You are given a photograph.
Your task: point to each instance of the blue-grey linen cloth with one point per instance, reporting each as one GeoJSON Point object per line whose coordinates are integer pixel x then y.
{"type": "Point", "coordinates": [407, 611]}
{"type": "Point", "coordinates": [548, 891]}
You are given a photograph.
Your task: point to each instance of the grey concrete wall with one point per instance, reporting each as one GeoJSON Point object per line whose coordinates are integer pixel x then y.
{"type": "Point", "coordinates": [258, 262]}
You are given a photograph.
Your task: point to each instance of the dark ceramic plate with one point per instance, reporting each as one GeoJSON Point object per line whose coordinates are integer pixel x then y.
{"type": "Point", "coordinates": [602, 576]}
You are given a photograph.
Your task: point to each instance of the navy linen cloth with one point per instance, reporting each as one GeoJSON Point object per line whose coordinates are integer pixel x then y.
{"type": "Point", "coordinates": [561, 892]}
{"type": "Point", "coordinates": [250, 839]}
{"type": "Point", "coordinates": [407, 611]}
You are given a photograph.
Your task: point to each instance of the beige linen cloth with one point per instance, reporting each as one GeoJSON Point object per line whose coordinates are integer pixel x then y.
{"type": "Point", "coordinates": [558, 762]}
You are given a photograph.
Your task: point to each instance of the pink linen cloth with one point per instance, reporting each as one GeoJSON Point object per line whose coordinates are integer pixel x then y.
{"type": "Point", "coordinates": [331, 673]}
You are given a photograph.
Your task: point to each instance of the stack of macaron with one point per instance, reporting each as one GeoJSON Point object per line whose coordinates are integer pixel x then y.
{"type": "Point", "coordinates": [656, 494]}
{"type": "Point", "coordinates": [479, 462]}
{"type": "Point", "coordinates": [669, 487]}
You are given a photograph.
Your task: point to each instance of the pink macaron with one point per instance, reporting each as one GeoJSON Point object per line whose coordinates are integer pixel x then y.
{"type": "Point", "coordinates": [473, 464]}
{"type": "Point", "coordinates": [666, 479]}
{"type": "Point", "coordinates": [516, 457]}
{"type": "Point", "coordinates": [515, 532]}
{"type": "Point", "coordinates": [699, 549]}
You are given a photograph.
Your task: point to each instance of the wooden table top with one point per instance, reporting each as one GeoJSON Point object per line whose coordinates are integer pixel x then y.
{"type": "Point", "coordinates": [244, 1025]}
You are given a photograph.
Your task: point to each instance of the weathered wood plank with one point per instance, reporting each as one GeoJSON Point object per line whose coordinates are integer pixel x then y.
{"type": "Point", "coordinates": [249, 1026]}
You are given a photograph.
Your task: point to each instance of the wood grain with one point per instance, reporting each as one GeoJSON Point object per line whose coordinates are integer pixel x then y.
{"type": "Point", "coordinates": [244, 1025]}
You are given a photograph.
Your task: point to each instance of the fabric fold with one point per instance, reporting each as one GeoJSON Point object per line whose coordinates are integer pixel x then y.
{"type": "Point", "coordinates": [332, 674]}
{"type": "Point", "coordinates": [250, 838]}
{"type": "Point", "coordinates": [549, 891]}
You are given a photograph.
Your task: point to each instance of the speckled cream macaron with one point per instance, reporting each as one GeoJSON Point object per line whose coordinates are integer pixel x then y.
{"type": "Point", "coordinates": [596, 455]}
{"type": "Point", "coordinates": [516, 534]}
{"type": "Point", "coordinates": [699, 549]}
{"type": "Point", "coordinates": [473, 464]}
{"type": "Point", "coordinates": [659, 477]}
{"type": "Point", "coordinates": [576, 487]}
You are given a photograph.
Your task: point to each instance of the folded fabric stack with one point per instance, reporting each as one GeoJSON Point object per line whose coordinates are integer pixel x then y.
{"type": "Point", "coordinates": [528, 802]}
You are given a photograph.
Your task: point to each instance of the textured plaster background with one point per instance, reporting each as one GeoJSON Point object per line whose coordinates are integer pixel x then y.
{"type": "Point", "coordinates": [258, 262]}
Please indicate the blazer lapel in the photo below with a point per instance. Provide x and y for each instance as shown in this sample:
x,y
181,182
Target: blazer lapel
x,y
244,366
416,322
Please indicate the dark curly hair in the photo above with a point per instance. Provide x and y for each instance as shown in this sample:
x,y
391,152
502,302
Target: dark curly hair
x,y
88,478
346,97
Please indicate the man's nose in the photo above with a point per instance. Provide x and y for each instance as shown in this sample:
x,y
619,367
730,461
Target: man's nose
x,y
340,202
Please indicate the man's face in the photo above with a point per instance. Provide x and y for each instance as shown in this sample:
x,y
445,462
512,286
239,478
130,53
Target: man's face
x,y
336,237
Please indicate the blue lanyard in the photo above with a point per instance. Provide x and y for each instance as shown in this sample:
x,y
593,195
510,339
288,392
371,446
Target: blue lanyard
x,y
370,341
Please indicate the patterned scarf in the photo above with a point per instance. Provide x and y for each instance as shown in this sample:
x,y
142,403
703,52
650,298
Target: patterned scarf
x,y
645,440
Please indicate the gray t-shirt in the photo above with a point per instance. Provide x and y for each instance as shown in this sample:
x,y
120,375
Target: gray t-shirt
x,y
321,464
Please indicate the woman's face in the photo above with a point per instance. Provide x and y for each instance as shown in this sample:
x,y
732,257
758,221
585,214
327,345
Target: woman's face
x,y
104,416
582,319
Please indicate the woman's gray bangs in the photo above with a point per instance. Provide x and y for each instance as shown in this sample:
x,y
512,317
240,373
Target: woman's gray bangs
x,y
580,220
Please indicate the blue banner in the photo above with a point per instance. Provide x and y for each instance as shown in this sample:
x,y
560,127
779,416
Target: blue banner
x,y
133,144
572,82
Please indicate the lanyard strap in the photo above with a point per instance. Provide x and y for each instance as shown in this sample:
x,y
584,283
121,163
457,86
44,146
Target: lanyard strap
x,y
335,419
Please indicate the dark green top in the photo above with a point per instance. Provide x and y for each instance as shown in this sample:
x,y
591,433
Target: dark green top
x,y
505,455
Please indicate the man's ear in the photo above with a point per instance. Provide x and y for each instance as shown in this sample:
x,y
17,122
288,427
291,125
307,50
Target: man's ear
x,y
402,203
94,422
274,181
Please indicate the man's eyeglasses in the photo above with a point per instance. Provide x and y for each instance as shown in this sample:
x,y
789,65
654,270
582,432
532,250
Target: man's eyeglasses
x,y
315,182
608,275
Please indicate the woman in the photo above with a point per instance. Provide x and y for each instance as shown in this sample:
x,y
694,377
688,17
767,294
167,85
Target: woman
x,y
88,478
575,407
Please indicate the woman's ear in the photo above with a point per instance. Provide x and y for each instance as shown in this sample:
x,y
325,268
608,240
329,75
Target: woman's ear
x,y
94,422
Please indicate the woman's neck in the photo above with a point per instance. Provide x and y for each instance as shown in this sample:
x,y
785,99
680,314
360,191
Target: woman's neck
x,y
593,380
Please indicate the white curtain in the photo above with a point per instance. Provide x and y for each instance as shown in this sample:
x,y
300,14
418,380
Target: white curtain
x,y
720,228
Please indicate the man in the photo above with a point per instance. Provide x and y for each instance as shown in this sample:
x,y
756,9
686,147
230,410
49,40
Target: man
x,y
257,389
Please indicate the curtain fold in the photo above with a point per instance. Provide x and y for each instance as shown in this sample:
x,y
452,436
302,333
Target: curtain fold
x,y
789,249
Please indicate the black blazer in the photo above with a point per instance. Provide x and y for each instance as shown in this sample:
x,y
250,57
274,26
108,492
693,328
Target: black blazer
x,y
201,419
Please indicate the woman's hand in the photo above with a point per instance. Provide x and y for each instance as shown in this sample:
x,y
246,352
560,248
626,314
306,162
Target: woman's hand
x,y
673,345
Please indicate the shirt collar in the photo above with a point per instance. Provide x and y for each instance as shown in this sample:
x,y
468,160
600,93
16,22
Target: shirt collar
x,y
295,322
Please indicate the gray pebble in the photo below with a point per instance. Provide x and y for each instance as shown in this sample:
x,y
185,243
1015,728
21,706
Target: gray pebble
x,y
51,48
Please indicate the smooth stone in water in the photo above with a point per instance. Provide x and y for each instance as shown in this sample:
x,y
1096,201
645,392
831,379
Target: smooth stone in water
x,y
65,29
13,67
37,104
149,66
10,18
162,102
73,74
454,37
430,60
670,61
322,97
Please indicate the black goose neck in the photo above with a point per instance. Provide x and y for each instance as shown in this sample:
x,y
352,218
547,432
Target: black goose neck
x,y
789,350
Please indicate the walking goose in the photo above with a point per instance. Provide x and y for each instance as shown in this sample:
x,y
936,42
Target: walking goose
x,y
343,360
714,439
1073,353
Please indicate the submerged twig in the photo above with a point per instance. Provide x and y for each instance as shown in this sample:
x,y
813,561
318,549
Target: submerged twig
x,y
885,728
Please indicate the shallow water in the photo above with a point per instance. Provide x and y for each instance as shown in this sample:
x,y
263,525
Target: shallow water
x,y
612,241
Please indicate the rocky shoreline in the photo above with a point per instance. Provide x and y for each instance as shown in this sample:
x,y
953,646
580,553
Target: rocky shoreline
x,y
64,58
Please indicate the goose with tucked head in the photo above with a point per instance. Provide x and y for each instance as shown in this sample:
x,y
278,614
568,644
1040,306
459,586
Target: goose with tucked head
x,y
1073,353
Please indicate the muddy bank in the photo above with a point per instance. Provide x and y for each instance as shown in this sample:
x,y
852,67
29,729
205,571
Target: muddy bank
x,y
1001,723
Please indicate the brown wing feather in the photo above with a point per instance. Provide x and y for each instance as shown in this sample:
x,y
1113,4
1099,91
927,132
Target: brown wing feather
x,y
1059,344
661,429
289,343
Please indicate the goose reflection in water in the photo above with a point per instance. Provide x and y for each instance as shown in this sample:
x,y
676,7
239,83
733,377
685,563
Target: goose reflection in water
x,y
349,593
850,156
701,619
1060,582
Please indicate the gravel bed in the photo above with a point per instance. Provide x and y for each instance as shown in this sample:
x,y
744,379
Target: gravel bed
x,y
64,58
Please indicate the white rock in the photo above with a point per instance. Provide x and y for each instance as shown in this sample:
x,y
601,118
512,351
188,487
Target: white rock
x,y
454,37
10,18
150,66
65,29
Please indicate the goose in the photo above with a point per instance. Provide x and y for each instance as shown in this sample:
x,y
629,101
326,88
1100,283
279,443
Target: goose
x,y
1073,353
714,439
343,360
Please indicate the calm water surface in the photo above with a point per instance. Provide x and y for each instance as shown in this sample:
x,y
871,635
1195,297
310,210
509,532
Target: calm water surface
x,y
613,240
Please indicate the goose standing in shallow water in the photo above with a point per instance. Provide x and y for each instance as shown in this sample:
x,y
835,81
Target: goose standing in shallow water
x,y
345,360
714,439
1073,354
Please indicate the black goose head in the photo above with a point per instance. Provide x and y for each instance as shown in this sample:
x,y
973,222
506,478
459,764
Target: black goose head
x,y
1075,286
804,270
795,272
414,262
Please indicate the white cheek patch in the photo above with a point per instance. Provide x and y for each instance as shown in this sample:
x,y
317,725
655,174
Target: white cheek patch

══════════

Work to complete: Among the entries above, how many lines contain the string "patch"? Write the number alone.

Solution for this task: 2